Required work - Take the line containing "Greenhouse-scouting request: tag the guinea pig with" and every line after it in the data below, and print them exactly as given, with nothing else.

Records:
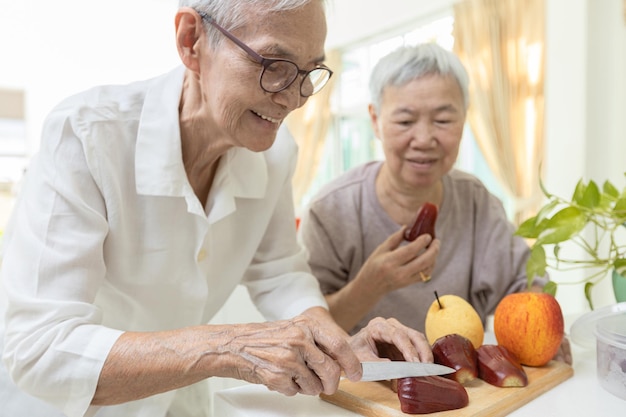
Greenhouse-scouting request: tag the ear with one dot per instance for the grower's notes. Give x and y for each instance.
(374, 120)
(189, 31)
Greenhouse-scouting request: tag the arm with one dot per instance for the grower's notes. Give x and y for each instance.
(389, 268)
(302, 355)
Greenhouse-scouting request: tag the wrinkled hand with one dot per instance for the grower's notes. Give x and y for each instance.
(303, 355)
(564, 354)
(393, 266)
(411, 343)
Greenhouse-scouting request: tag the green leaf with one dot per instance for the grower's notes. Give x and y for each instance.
(536, 264)
(620, 208)
(550, 288)
(579, 191)
(609, 189)
(588, 287)
(562, 226)
(620, 266)
(591, 196)
(528, 229)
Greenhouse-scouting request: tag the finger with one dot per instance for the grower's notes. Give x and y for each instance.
(394, 240)
(309, 382)
(344, 358)
(411, 343)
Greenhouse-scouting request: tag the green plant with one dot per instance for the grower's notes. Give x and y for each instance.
(591, 220)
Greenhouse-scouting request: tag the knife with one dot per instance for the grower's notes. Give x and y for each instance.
(378, 371)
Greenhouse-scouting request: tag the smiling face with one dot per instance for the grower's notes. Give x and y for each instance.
(236, 108)
(420, 125)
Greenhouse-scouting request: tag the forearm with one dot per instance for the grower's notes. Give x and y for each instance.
(143, 364)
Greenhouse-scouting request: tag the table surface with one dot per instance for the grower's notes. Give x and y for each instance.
(581, 395)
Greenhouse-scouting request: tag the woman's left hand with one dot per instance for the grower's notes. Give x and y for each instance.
(411, 343)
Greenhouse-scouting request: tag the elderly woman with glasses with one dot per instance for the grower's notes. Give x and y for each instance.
(149, 203)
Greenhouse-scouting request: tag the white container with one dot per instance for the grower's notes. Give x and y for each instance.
(611, 353)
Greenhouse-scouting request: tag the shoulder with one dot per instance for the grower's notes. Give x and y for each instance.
(352, 182)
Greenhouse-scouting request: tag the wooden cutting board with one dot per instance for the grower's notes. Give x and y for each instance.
(375, 399)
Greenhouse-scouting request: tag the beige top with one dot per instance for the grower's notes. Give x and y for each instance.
(479, 259)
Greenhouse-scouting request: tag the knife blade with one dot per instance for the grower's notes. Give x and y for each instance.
(379, 371)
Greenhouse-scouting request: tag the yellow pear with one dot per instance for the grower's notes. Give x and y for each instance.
(451, 314)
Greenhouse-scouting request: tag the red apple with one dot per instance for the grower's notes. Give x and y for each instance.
(530, 326)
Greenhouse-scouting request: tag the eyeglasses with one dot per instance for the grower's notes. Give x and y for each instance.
(278, 74)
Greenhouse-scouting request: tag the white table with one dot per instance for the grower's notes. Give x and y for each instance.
(581, 395)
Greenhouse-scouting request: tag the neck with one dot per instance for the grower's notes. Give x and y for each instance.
(401, 202)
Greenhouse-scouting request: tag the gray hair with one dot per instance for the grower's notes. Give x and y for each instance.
(410, 62)
(231, 14)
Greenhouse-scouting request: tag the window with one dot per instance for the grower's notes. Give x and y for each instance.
(351, 141)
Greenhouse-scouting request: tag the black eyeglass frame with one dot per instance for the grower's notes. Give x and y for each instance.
(266, 62)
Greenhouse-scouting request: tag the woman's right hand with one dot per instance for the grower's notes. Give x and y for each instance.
(390, 267)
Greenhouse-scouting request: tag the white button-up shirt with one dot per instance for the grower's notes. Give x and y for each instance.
(108, 236)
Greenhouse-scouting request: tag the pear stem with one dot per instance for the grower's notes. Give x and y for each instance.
(438, 302)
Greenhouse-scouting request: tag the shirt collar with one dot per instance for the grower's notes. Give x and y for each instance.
(159, 168)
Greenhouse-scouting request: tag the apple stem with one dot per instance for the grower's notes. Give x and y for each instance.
(438, 302)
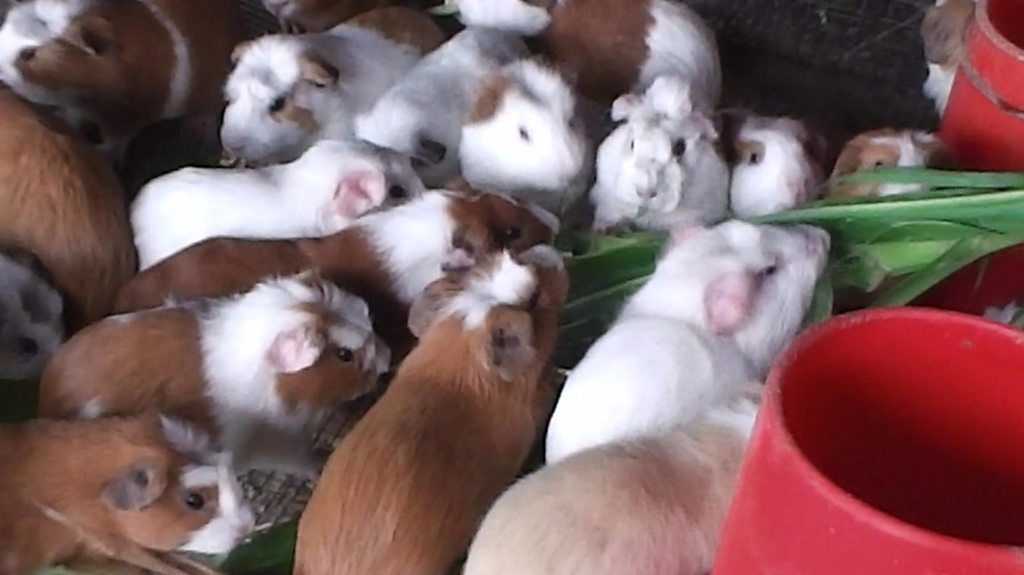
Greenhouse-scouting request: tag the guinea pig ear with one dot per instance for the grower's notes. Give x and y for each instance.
(296, 349)
(137, 487)
(93, 35)
(316, 70)
(729, 301)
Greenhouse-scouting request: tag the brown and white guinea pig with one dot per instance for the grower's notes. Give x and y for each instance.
(386, 258)
(258, 371)
(886, 148)
(648, 506)
(62, 203)
(406, 490)
(610, 46)
(114, 68)
(776, 163)
(943, 32)
(118, 488)
(404, 26)
(31, 316)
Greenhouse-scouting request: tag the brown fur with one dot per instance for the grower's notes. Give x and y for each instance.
(602, 43)
(65, 467)
(404, 26)
(62, 203)
(420, 471)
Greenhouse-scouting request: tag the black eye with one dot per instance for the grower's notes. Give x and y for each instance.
(195, 500)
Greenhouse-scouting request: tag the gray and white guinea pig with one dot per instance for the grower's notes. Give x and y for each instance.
(288, 92)
(114, 68)
(776, 164)
(31, 316)
(127, 487)
(662, 168)
(886, 148)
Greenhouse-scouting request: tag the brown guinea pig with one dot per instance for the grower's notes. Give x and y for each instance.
(118, 488)
(259, 371)
(386, 258)
(62, 203)
(886, 148)
(113, 68)
(406, 490)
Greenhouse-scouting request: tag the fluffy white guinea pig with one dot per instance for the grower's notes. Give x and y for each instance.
(287, 92)
(524, 137)
(776, 165)
(423, 116)
(662, 168)
(722, 304)
(322, 192)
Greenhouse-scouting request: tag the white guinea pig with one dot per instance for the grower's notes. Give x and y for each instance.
(31, 316)
(662, 168)
(523, 137)
(287, 92)
(722, 304)
(422, 116)
(322, 192)
(776, 166)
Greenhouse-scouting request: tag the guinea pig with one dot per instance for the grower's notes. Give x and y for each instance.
(321, 15)
(886, 148)
(287, 92)
(722, 304)
(662, 168)
(776, 165)
(943, 32)
(422, 116)
(386, 258)
(258, 371)
(31, 316)
(613, 47)
(114, 68)
(62, 203)
(523, 137)
(124, 489)
(322, 192)
(648, 506)
(419, 472)
(404, 26)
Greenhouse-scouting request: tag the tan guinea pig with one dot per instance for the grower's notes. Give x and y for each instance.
(62, 203)
(114, 488)
(406, 490)
(114, 68)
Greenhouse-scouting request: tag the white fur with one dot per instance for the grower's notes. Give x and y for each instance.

Solution for this task -
Greenhouse-scouting request: tag the guinea pig with one dot per instance for the grower's notes. Give x and y for each instance.
(321, 15)
(886, 148)
(287, 92)
(722, 304)
(662, 168)
(776, 165)
(943, 32)
(422, 116)
(386, 258)
(258, 371)
(31, 316)
(613, 47)
(114, 68)
(62, 203)
(523, 137)
(124, 489)
(322, 192)
(648, 506)
(419, 472)
(404, 26)
Greenhouse-scouting request: tag the tan guinea pig with one dot per instance for the grower's notes. Give x and y for each instance.
(62, 203)
(114, 488)
(406, 490)
(114, 68)
Greenhouse-scouting request: tag the white fur with one dot per instance for the grower's notes. Give x and y for each instance.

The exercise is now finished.